Parts of the exercise:
• 1. In the interview transcript, which laws govern doctors?
• 2. Reproduce the stretch of the interview transcript from "Lee Kantor: [00:18:47]" through "forth look like?".
• 3. Proceed with the interview transcript on privacy law, continuing from its last line.

Selected passage:
-=-=-
Mitzi Hill: [00:17:33] Yes. So the scope of health care privacy is really complex. And in general, medical providers and medical payers, like insurance companies, have very specific rules they have to comply with, but so do their suppliers. So if you are providing a benefit to employees that of a hospital, you may you or to patients of a hospital, you may have a compliance issue that you weren’t aware of. And and the other thing that we are seeing is that a lot of. Entities that are not directly in the health care space, but provide some kind of a wellness tool or a wellness app and are collecting, you know, quasi medical information about people may also get sucked into not the formal health care rules under our HIPAA laws, which are the ones that govern your doctors. But those may start increasingly being covered by the state privacy laws that are coming out. They’re tending to classify some of that data in a way that means you have to protect it even if you’re not a HIPAA entity.
Lee Kantor: [00:18:47] Now, if you were advising clients, how often should you be talking to an attorney about these issues? Is it something you have like an annual check in or is it something that the attorney is going to tell you when something changes? Like what is that kind of back and forth look like?
Lee Kantor: [00:19:55] Now, if if a firm says, you know what, I can’t keep up with this. Is it easier for them to just adapt, like what’s happening at the EU, at their level of privacy and then say, look, that should cover me for a while.
-=-=-
Material shown:

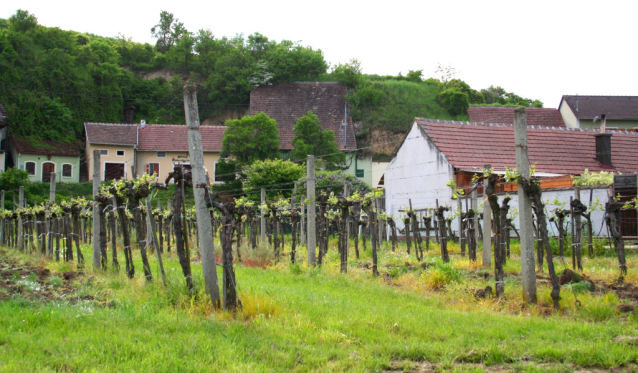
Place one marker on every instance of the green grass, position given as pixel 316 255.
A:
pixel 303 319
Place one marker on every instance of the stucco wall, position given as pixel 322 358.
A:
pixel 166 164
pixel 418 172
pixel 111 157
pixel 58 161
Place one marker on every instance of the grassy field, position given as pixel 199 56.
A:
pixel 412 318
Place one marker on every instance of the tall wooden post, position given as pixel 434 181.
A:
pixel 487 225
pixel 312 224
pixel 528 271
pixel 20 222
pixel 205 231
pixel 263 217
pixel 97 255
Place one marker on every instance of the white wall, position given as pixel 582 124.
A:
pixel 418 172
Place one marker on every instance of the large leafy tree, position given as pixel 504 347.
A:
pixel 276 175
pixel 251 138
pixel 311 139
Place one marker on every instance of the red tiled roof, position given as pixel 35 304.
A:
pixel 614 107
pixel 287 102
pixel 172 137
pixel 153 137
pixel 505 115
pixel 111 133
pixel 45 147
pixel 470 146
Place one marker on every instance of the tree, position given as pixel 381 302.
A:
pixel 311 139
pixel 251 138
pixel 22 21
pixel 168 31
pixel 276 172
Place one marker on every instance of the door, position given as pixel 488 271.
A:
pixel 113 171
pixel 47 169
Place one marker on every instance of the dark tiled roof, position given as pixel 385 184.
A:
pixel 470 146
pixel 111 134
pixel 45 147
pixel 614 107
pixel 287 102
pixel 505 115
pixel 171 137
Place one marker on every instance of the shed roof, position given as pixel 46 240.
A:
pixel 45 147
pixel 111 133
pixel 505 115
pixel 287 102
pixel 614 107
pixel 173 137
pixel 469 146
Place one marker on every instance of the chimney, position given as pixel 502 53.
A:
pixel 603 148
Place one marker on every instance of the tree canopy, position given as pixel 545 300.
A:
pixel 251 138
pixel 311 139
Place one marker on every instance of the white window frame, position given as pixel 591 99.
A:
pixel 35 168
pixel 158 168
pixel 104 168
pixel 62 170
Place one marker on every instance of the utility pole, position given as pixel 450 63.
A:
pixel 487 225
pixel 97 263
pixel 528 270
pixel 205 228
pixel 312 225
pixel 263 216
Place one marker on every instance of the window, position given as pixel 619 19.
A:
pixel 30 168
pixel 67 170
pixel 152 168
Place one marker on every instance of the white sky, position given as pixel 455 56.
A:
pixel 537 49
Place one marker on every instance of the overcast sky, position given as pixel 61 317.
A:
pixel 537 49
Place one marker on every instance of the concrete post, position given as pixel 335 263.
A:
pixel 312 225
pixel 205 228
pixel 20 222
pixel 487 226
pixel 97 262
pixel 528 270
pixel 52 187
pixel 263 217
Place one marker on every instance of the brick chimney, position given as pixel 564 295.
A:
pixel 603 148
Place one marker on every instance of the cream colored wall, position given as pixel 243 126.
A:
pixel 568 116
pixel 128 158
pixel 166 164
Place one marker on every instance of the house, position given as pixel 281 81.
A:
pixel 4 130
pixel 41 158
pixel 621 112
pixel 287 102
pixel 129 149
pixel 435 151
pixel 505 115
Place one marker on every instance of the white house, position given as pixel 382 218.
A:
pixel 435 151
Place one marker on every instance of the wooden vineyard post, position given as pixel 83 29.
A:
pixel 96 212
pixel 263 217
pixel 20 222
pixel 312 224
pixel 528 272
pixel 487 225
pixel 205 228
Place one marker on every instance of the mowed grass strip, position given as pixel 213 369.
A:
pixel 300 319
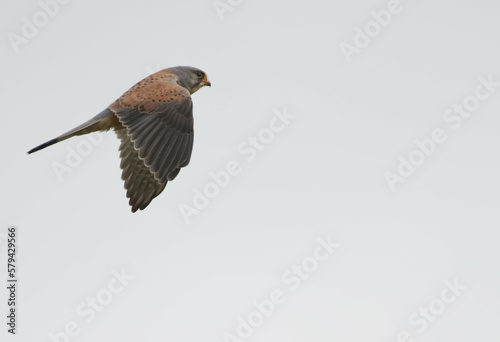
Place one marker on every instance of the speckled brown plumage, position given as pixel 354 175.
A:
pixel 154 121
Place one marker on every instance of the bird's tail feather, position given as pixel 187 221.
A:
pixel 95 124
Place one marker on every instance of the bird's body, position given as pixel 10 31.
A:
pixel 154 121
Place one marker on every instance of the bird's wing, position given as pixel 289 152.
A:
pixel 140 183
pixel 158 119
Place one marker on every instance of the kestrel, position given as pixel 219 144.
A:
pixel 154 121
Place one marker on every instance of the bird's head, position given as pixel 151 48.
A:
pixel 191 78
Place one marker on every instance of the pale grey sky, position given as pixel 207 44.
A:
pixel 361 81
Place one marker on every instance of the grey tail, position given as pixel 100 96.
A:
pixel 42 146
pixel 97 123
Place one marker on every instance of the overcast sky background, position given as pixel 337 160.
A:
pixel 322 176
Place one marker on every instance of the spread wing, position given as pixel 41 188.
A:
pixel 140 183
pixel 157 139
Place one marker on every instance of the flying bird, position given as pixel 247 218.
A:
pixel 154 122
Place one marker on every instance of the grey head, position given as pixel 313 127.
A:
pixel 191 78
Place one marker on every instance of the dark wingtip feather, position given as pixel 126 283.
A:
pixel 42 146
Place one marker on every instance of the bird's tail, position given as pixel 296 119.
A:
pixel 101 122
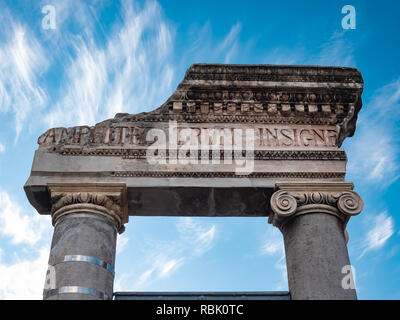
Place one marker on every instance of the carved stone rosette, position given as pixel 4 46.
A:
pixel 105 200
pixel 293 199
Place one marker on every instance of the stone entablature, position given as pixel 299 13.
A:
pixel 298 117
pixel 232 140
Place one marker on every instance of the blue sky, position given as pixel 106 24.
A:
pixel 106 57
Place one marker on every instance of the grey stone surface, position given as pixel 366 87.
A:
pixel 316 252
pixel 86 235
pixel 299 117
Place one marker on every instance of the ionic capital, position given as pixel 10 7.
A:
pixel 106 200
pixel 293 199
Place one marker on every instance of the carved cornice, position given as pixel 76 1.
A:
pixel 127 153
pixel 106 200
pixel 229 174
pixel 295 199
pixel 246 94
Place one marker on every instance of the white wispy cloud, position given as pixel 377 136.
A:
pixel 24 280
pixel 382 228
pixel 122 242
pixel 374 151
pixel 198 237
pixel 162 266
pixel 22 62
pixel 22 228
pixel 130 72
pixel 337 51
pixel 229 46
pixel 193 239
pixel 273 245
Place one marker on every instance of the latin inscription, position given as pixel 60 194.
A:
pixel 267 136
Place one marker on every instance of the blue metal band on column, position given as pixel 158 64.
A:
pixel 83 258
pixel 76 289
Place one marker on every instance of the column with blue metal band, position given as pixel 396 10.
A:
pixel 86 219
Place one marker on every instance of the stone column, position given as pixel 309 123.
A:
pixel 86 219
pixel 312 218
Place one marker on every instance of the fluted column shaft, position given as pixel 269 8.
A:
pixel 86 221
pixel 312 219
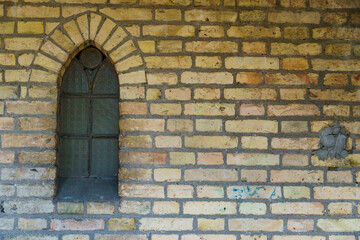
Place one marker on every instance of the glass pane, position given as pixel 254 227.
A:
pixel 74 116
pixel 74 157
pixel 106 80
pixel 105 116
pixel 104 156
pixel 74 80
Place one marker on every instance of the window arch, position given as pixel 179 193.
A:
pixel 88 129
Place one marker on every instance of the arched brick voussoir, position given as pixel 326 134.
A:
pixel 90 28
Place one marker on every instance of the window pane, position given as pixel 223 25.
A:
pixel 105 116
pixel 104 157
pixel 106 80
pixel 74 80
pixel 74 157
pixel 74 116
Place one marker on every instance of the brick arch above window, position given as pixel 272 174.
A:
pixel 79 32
-=-=-
Responses:
• 1. The HIPAA laws.

• 2.
Lee Kantor: [00:18:47] Now, if you were advising clients, how often should you be talking to an attorney about these issues? Is it something you have like an annual check in or is it something that the attorney is going to tell you when something changes? Like what is that kind of back and forth look like?

• 3.
Mitzi Hill: [00:20:10] I think for smaller and medium sized American companies, probably the better standard is California. California’s law is largely modeled on the EU, but it’s got some particular tweaks in it that in many ways it is less onerous than the EU’s laws. But in some ways it has higher requirements. And because most of the states in the US that are now passing privacy laws tend to look at California’s as the model because it was first and it has been in effect the longest. That is probably the standard to which most companies that would probably be the baseline standard.
Lee Kantor: [00:20:52] Well, if somebody wants to learn more, have a more substantive conversation with you or somebody on your team, how do they get a hold of you?
Mitzi Hill: [00:20:59] I am. We have a fully, fully interactive website. My email address is M Hill at Taylor english.com that’s important.
Lee Kantor: [00:21:10] It’s Taylor english.com. If you go there is there some information on this topic somewhere on the website?
Mitzi Hill: [00:21:17] They can yes. We publish a lot. I publish a lot of blog posts on this. You can find them insights. Taylor english.com. You can also follow me on Twitter or on LinkedIn to see those.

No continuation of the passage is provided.